» Trecho do documento:
-=-=-=-=-

Em 2014, foi reportado no excelente estudo de Salles e colaboradores a inesperada presença de ninfas e adultos de Cloeon smaeleni no Espírito Santo. Como desde a primeira década do século XXI o território capixaba vem sendo palco de muitos inventários da fauna de insetos aquáticos, provavelmente a introdução da efemérida – espécie bem difundida por toda a região afrotropical – é recente. As ninfas podem ser encontradas em muitos tipos de águas lentas, como lagoas temporárias, reservatórios, lagos e trechos mais lentos de rios. Foram encontradas ninfas em local próximo a um porto, o que sugere uma possível chegada ao Brasil por navio.
Ao contrário dos outros dois imigrantes africanos mencionados acima, essas efêmeras não apresentam importância médica ou econômica conhecida. É difícil prever o impacto causado pela sua presença no Brasil. Como não se trata de um predador, mas sim um inseto aquático detritívoro, provavelmente não imporá riscos à fauna nativa, exceto por uma eventual competição por recursos.
Nesse caso, o componente faunístico local com nicho ecológico mais semelhante ao de Cloeon smaeleni são as espécies do gênero Callibaetis. Por sinal, tanto Cloeon quanto Callibaetis são pertencentes à família Baetidae. O novo imigrante originário da África parece estar disposto mesmo a conhecer seu novo país: desde o registro inicial no Espírito Santo, a espécie já foi observada no Rio de Janeiro e em Minas Gerais.
Esses são apenas três exemplos das muitas espécies de insetos que, embora não sejam genuinamente brasileiras, estão completamente estabelecidas em nosso país. Na sua totalidade, esses brasileiros naturalizados do mundo dos insetos incluem pragas agrícolas e urbanas, vetores de doenças, polinizadores, produtores de alimentos, predadores, parasitoides, fitófagos (que se alimenta somente de vegetais), terrícolas, aquáticos, edáficos (ligados ao solo). Alguns bem-vindos, outros nem tanto, muitos até indesejáveis, a verdade é que há toda uma diversidade de trabalhadores do mundo natural.

-=-=-=-=-

» Material de origem:
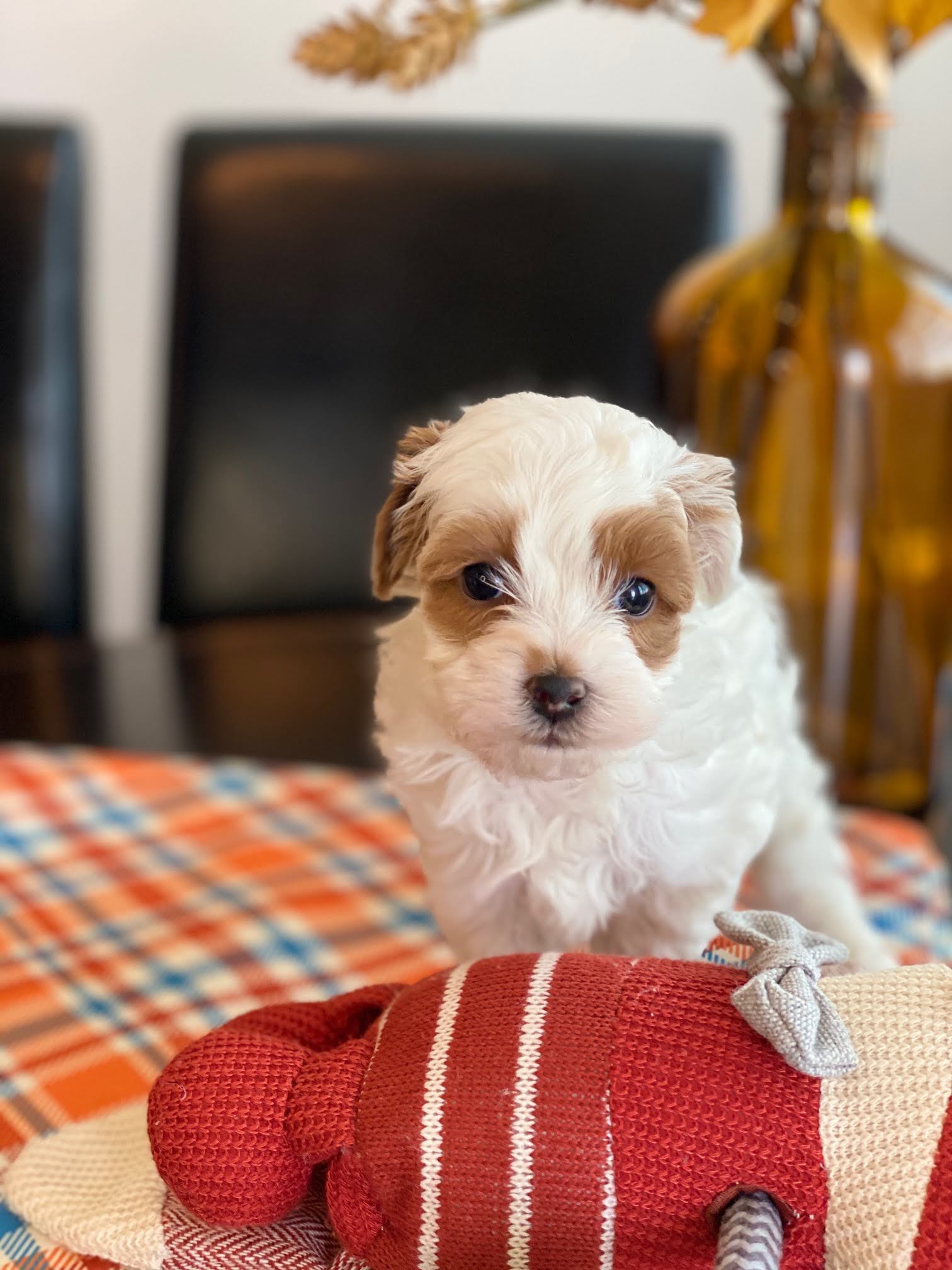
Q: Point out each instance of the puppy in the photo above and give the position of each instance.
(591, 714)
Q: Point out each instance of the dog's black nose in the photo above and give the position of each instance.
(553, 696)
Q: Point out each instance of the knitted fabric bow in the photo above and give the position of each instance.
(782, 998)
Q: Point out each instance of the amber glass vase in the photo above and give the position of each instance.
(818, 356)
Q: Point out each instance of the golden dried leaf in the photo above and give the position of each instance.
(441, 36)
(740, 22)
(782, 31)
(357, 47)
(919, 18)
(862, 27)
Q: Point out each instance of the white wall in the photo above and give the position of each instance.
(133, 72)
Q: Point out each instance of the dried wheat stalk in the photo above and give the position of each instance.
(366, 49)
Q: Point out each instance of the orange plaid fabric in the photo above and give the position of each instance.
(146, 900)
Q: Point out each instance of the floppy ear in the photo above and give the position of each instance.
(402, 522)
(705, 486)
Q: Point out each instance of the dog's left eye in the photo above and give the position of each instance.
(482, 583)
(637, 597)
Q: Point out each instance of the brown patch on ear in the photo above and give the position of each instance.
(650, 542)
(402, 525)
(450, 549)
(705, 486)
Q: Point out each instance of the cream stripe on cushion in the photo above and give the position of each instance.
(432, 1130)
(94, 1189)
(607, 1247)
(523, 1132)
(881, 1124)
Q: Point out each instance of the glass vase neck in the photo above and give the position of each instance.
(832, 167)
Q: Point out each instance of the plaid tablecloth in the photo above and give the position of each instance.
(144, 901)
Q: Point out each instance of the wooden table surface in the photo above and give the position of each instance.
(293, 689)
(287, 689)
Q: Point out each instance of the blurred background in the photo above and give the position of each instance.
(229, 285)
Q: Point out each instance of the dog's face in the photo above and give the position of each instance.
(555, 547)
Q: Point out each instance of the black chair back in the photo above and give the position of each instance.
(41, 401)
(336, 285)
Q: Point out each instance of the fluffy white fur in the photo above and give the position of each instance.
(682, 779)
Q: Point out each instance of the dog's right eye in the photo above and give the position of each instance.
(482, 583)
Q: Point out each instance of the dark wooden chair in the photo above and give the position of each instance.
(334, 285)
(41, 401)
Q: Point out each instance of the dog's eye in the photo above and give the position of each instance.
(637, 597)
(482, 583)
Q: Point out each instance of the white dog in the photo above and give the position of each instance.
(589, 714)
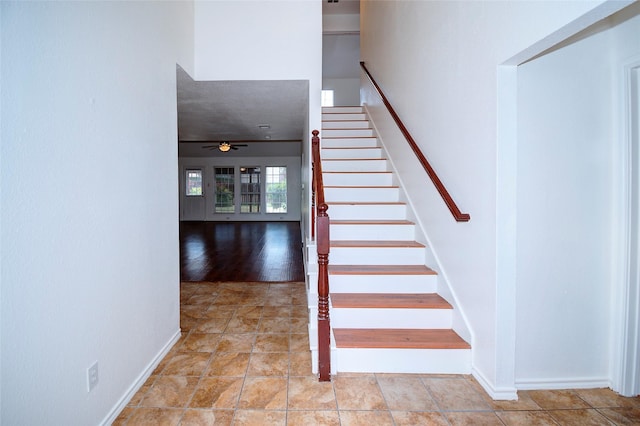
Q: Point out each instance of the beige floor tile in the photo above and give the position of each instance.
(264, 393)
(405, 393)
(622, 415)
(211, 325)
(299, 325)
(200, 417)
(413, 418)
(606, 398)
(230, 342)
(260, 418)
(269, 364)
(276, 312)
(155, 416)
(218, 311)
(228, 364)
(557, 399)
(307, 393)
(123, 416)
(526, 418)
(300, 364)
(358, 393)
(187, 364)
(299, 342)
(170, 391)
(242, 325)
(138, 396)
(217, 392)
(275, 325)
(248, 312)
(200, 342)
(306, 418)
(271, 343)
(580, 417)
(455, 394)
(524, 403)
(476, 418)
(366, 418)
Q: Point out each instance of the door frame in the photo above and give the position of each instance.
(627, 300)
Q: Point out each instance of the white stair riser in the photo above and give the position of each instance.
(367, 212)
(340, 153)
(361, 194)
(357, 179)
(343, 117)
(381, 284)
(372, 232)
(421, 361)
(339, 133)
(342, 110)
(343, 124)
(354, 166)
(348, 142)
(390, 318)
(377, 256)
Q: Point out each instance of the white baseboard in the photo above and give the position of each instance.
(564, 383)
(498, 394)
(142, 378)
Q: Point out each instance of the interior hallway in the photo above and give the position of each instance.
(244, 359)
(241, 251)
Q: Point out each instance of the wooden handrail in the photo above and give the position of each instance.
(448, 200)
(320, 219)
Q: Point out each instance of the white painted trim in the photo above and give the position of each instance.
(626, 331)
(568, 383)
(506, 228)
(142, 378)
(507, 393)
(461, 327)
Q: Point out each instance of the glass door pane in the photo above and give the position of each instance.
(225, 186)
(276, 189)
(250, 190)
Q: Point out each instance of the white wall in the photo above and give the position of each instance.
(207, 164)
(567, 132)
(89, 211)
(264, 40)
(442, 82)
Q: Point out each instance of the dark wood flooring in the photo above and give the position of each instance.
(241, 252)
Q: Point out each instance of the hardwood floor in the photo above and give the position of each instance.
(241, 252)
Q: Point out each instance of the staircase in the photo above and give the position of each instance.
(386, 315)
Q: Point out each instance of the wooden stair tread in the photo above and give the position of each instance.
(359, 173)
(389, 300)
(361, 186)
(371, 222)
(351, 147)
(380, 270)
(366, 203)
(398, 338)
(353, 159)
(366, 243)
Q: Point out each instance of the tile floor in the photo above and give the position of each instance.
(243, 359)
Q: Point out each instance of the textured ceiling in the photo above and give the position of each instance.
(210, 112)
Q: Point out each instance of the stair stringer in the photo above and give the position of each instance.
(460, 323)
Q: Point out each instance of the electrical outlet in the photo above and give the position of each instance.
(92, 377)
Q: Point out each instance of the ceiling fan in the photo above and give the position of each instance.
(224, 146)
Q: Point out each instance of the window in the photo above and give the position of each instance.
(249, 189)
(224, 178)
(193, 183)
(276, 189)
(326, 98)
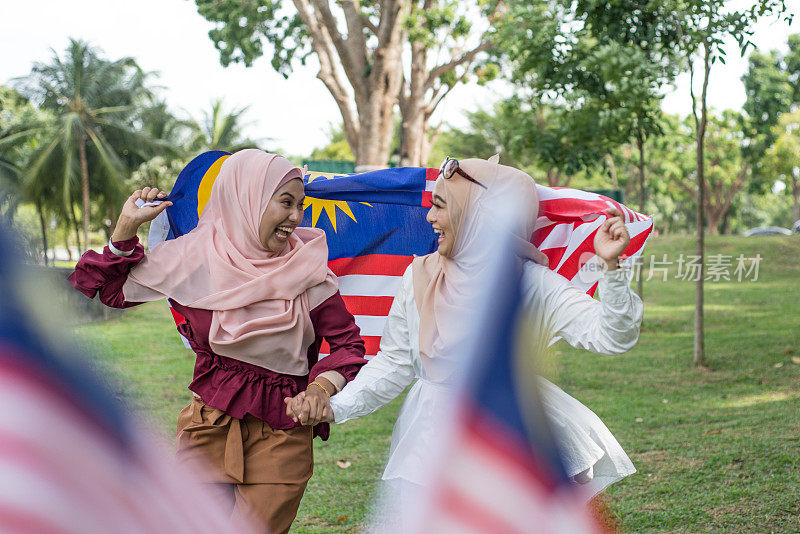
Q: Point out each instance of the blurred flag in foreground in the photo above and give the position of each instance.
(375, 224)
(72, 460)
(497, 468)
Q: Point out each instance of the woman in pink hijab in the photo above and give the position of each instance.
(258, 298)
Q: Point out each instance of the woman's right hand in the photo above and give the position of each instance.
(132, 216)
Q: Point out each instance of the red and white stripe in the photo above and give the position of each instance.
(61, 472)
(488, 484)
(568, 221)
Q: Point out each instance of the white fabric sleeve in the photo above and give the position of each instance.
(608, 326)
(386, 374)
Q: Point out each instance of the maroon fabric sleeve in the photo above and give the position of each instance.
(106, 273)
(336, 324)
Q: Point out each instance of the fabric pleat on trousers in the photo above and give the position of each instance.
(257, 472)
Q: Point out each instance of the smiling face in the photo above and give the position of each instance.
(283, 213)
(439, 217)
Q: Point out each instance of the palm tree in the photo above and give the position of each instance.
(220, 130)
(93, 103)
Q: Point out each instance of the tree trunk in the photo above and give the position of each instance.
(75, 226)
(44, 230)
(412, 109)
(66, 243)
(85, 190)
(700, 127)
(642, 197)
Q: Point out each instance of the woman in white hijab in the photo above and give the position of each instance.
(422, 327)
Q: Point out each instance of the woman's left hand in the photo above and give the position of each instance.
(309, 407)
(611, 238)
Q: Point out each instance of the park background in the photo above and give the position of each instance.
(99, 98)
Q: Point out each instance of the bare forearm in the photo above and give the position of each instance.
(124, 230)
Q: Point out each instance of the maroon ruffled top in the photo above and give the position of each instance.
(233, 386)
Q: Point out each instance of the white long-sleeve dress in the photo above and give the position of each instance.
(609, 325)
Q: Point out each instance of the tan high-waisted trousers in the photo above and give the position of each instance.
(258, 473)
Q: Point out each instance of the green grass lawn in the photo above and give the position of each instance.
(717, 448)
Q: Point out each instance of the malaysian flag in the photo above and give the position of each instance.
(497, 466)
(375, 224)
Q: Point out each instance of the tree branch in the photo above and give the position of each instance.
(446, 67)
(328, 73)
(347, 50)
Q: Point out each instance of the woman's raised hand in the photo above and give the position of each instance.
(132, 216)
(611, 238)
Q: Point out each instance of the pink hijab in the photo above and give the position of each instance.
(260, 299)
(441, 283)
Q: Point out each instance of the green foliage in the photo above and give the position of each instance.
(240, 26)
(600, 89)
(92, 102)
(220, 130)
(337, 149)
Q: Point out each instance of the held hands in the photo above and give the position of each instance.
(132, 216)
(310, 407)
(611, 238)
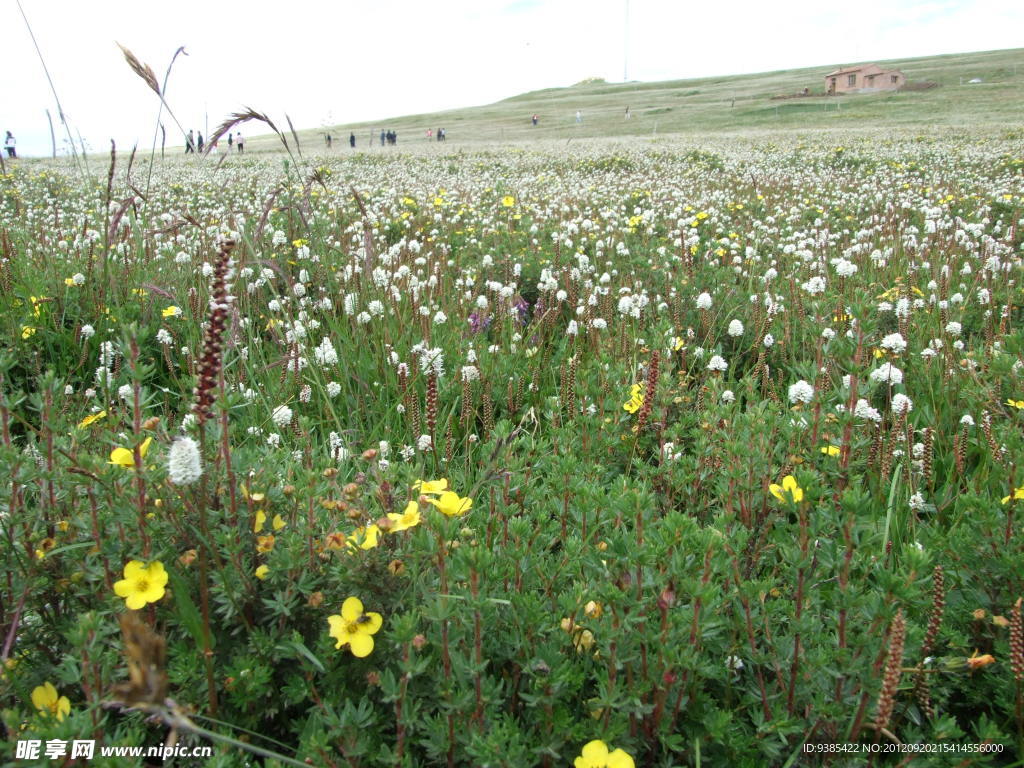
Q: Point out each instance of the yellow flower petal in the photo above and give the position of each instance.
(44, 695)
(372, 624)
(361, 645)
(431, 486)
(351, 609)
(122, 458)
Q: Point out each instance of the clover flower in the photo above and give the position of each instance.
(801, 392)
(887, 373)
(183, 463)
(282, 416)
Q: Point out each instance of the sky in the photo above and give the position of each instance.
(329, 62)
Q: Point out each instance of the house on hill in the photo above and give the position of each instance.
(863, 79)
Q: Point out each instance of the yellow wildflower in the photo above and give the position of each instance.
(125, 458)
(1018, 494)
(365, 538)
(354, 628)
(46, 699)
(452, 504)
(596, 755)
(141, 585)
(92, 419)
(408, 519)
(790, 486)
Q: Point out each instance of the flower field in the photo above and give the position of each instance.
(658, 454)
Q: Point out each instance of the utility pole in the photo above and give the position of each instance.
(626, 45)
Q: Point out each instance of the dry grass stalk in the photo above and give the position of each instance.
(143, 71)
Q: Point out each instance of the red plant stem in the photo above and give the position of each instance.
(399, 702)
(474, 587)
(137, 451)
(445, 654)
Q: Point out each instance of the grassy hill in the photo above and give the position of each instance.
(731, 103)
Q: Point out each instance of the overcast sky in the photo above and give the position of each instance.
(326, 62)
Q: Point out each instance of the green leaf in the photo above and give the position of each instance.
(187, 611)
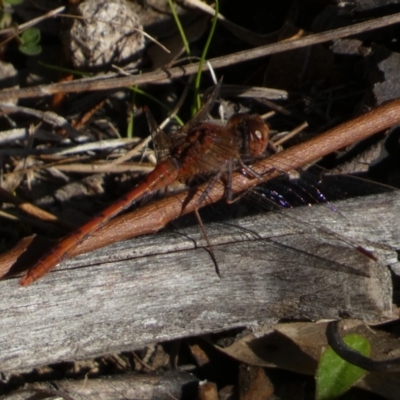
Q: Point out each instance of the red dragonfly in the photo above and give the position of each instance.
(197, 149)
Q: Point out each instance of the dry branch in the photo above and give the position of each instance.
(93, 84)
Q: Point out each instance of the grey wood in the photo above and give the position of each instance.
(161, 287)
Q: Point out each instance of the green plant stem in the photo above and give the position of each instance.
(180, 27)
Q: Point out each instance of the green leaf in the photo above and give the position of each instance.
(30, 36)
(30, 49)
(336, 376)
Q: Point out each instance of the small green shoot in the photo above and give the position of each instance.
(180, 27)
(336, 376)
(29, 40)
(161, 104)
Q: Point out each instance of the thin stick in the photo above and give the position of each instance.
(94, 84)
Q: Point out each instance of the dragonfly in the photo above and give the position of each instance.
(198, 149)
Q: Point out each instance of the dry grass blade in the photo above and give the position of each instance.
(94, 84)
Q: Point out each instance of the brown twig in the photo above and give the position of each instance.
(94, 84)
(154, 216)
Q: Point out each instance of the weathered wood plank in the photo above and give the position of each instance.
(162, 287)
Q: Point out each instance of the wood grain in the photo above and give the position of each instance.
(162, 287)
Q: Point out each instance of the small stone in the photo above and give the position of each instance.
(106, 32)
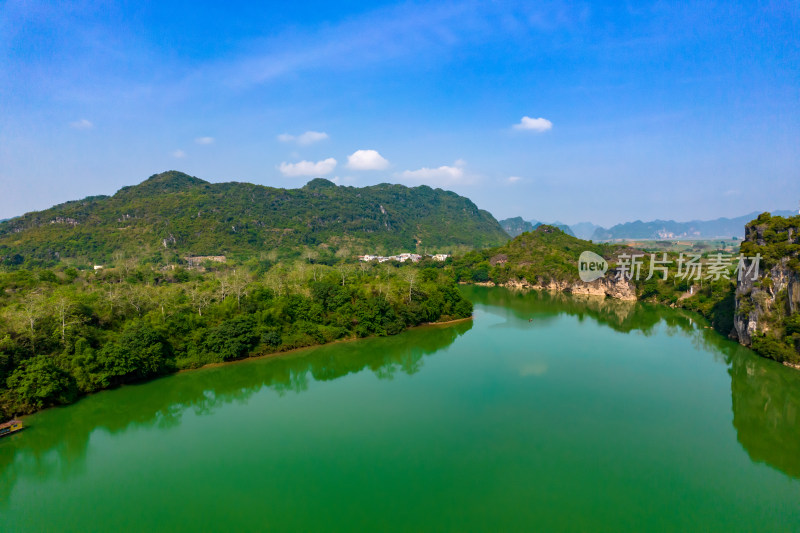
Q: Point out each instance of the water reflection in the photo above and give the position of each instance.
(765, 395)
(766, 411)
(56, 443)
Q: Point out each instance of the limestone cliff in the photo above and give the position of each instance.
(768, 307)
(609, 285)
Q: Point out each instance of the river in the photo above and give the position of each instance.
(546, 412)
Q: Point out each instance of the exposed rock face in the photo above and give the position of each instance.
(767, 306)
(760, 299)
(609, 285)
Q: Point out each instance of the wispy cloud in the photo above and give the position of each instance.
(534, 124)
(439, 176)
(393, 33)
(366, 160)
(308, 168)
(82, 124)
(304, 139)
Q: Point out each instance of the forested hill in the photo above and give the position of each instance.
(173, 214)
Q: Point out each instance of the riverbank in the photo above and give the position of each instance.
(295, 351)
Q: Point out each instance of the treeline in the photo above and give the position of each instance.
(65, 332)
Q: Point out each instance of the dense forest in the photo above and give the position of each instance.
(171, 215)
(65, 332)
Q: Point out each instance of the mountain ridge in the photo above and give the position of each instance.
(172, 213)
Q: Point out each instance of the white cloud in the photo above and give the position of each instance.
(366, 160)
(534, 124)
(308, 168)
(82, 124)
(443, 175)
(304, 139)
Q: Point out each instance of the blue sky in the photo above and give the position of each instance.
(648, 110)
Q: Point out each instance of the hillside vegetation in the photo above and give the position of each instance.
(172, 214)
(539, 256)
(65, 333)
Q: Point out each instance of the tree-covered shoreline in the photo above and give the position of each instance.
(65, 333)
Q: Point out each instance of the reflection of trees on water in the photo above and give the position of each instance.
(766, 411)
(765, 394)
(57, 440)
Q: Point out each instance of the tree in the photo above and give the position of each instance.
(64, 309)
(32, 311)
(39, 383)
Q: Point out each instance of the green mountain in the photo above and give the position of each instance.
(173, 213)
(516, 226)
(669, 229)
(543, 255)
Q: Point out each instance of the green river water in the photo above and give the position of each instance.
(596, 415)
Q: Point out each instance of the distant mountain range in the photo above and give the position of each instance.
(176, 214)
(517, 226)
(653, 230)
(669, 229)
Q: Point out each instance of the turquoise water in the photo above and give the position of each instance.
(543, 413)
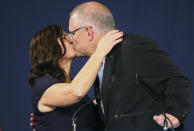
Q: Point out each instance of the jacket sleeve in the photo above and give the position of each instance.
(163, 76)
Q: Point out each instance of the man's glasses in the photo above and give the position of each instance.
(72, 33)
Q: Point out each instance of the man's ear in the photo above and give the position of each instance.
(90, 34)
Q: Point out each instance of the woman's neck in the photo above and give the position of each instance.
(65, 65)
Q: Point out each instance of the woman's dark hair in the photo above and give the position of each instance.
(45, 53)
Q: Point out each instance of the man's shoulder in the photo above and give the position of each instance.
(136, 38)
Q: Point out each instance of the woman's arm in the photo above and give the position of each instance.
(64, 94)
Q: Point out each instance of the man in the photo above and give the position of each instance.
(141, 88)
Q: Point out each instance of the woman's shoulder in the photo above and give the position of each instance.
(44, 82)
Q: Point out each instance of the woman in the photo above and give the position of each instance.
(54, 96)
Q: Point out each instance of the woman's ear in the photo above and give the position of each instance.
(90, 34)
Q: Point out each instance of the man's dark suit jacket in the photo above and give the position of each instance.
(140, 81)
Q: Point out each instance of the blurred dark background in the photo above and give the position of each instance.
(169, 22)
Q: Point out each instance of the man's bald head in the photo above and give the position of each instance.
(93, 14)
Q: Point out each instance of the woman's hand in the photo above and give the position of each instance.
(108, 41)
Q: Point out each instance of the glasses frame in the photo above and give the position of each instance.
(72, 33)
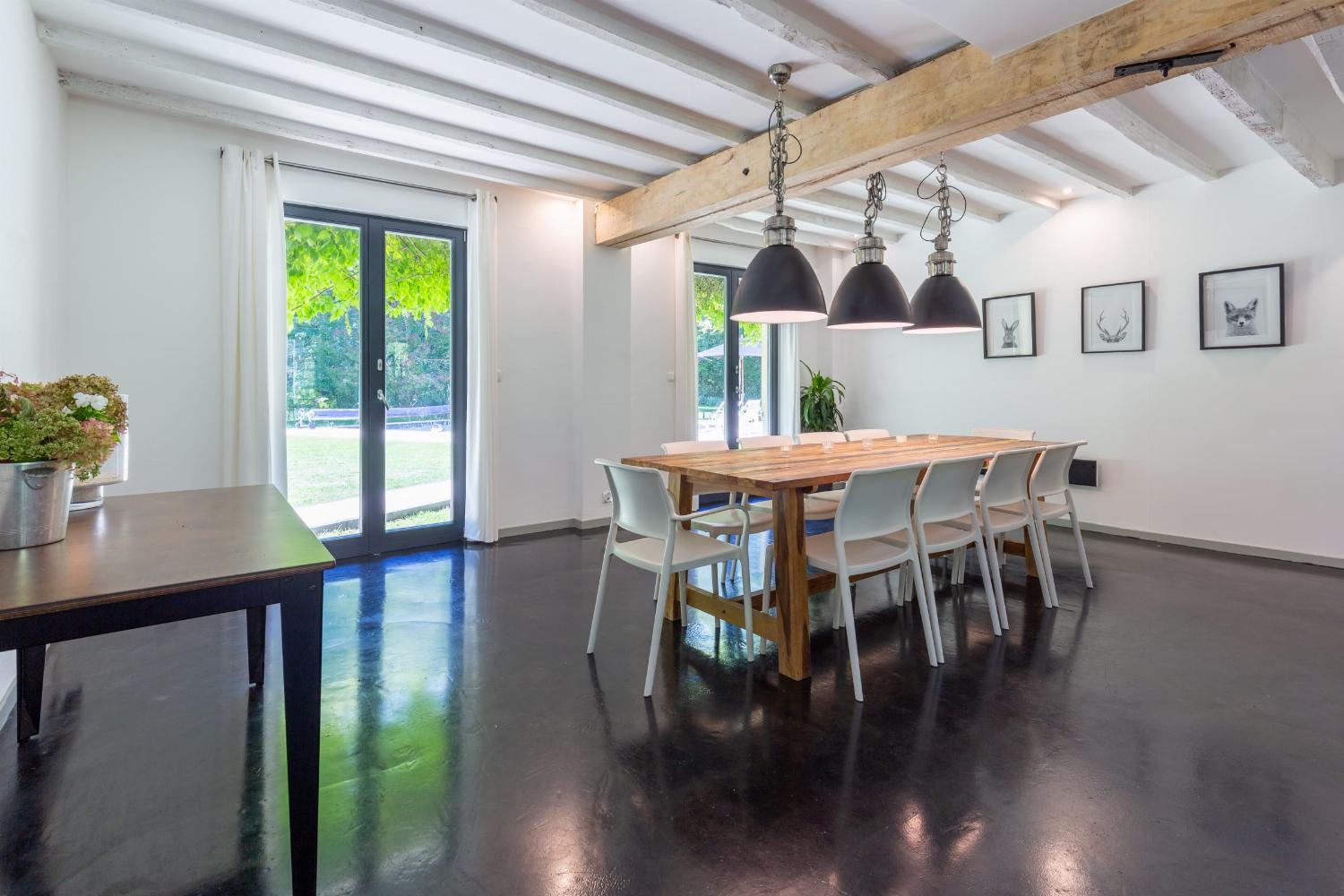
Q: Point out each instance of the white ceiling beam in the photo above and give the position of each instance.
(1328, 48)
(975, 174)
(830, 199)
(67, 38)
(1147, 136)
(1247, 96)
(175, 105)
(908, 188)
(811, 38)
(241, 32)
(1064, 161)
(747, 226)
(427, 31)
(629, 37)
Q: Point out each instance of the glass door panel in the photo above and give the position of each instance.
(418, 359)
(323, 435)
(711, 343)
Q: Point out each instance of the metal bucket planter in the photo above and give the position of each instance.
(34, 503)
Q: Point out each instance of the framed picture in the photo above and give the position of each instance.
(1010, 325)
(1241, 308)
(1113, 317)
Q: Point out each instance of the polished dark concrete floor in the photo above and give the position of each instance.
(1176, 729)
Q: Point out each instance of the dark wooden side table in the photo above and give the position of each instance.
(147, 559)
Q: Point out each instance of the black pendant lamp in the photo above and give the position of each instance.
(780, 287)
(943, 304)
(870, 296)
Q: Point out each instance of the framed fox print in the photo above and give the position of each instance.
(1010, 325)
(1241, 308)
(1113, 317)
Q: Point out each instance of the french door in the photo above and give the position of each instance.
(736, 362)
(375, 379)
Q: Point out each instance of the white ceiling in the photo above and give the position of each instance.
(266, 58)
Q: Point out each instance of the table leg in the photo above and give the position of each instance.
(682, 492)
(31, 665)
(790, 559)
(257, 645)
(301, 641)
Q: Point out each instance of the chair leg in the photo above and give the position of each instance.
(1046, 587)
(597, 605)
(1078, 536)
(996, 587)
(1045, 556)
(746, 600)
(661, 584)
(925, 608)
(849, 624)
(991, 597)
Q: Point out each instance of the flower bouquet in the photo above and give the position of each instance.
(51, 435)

-=-=-=-=-

» Tarefa A: Segundo o trecho sobre Cloeon smaeleni, por que a introdução dessa efemérida no Espírito Santo provavelmente é recente? Responda em uma a três frases.
» Tarefa B: Transcreva do trecho sobre Cloeon smaeleni a passagem que começa nas palavras "Ao contrário dos" e termina depois de "competição por recursos.".
Esse material é independente do trecho e não tem relação com ele.

» Resposta escrita A: Porque, desde a primeira década do século XXI, o território capixaba vem sendo palco de muitos inventários da fauna de insetos aquáticos. Mesmo assim, a presença de ninfas e adultos de Cloeon smaeleni só foi reportada em 2014.

» Resposta escrita B:
Ao contrário dos outros dois imigrantes africanos mencionados acima, essas efêmeras não apresentam importância médica ou econômica conhecida. É difícil prever o impacto causado pela sua presença no Brasil. Como não se trata de um predador, mas sim um inseto aquático detritívoro, provavelmente não imporá riscos à fauna nativa, exceto por uma eventual competição por recursos.